Salin ulang bagian artikel tentang pencapaian karier di bawah ini, mulai dari "Fimela.com, Jakarta Punya" hingga "Perjalanan Kariermu ini." termasuk kedua batasnya, lalu ganti kata "pegawai" dengan "karyawan".

TEKS DOKUMEN ▸
▬▬▬
Untuk Pencapaian Karier yang Lebih Baik, Ada Harga yang Harus Dibayar

Endah Wijayanti diperbarui 04 Mei 2019, 10:55 WIB

Fimela.com, Jakarta Punya pengalaman suka duka dalam perjalanan kariermu? Memiliki tips-tips atau kisah jatuh bangun demi mencapai kesuksesan dalam bidang pekerjaan yang dipilih? Baik sebagai pegawai atau pekerja lepas, kita pasti punya berbagai cerita tak terlupakan dalam usaha kita merintis dan membangun karier. Seperti kisah Sahabat Fimela yang diikutsertakan dalam Lomba Menulis April Fimela: Ceritakan Suka Duka Perjalanan Kariermu ini.

***

Oleh: A - Medan

You are what you decide to be!
▬▬▬
INFORMASI YANG DIBERIKAN ▸
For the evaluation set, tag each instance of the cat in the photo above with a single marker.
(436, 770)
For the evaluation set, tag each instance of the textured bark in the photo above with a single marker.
▬▬▬
JAWABAN BENAR ▸
Fimela.com, Jakarta Punya pengalaman suka duka dalam perjalanan kariermu? Memiliki tips-tips atau kisah jatuh bangun demi mencapai kesuksesan dalam bidang pekerjaan yang dipilih? Baik sebagai karyawan atau pekerja lepas, kita pasti punya berbagai cerita tak terlupakan dalam usaha kita merintis dan membangun karier. Seperti kisah Sahabat Fimela yang diikutsertakan dalam Lomba Menulis April Fimela: Ceritakan Suka Duka Perjalanan Kariermu ini.